Exercise goal
The full set of records needs to be retyped exactly.

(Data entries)
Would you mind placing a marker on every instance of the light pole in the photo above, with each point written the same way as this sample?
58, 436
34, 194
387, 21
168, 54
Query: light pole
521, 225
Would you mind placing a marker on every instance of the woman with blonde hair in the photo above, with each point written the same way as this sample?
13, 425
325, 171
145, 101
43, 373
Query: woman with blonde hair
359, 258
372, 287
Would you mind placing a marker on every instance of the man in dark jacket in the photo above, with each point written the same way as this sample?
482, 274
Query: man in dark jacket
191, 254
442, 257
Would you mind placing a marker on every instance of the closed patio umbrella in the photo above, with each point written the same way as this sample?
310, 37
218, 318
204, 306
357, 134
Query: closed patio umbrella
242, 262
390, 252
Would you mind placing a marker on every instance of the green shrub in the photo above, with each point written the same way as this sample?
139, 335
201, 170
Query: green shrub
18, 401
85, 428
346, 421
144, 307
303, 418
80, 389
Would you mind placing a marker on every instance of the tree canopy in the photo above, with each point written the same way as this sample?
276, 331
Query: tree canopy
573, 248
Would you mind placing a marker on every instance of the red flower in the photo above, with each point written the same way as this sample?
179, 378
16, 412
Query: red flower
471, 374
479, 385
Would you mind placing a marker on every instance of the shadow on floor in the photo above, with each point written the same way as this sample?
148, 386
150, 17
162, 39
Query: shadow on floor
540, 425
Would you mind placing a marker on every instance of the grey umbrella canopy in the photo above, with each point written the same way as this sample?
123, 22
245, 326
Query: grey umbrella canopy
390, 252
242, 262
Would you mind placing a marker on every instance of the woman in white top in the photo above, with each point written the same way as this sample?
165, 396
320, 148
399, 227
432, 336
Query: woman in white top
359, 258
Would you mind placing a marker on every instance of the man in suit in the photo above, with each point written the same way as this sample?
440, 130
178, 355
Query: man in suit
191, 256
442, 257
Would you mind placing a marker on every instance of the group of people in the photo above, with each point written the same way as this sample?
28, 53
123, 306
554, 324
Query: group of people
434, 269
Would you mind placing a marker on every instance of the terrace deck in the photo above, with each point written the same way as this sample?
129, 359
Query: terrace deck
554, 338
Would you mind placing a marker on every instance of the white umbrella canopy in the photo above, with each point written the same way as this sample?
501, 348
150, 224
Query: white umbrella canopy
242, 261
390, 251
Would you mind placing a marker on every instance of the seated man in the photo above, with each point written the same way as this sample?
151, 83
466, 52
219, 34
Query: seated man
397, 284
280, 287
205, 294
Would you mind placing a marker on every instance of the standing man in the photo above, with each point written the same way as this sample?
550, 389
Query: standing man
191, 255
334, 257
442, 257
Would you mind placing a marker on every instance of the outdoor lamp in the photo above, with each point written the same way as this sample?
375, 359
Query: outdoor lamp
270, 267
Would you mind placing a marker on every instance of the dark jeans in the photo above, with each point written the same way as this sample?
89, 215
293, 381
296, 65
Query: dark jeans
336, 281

Solution below
Would you mind placing a marker on every instance of the light pole in the photo above, with each point written the same way as this sample?
58, 436
34, 194
387, 21
168, 54
Query: light pole
521, 225
Would you mind placing a marker on every instance of the woman with blonde hair in the photo above, with each point written the same way as this sample?
13, 425
325, 171
145, 101
43, 373
Query: woman with blonde hair
359, 258
372, 287
Would you mind placing a marker on every instance of the man in dark jacket in the photo above, with each point written the same way as this sample?
482, 274
Query: man in dark jacket
191, 254
442, 257
Would you mind placing a marker on every instance of the closed patio umbrella in the photo above, with each point written the same way as this sample?
310, 37
218, 318
204, 306
357, 134
Query: closed patio umbrella
242, 262
390, 252
Would you mind placing a marker on every instance of the green shrub in the photo above, with each point written the same way as this sample?
139, 335
201, 170
Query: green shrub
18, 401
85, 428
346, 421
144, 307
303, 418
80, 389
Would you mind placing a marker on every instance of the tree canopy in the photo above, with each point written the same way as this sample?
276, 331
Query: tree canopy
573, 248
Would you mind placing a marker on every instance of the red flower in the photo above, with each point written the same way as this sample?
179, 378
16, 412
Query: red flower
471, 374
479, 385
Would you mind placing a marker on every instance of the shadow on floor in the photo above, with each point written the same way as this sample?
148, 386
150, 17
162, 39
Query: shadow on floor
540, 425
Would you mind placing a marker on every instance of the grey umbrella canopy in the photo above, with each point written the same way as this sample?
123, 22
245, 326
Query: grey umbrella canopy
390, 252
242, 262
Would you mind placing a marker on every instance of the woman in white top in the photo above, with each point written the same way as this sample?
165, 396
320, 148
399, 227
432, 336
Query: woman in white top
359, 258
Would you mind placing a marker on every instance of the man in suit in the photo above, with each point written the same way as this sample?
440, 130
178, 355
Query: man in suit
191, 256
442, 257
Would you mind placing a marker on every instance of the group of people in the photo above, with each point written the same way as this sample?
28, 53
123, 306
554, 324
Query: group of people
434, 269
Would you mind placing a marker on every instance of the terrace deck in the photo above, with each point written the same way as this sample?
129, 359
Query: terrace deck
554, 338
Would you mind placing a marker on every instance of the white umbrella canopy in the photo above, with each point written the same way as this sample?
501, 348
150, 224
Query: white umbrella canopy
242, 261
390, 251
Would you mind placing a marker on every instance of the seated man in the photo above, with each point written the same way as this sample?
151, 83
466, 52
219, 34
Query: seated man
397, 284
280, 287
205, 294
Would you mind placing a marker on every instance of the standing man in the photo above, with each point written the same way as this sample?
550, 389
Query: standing man
191, 255
334, 257
442, 257
Would you mind placing a marker on every instance of the outdoor lamp in the photo above, with each point written the same way as this sample?
375, 359
Query: outdoor lamp
270, 267
Would you mind placing a marker on every instance of the dark jeans in the photo above, with each point written the same way as this sample?
89, 215
293, 381
296, 65
Query: dark jeans
336, 281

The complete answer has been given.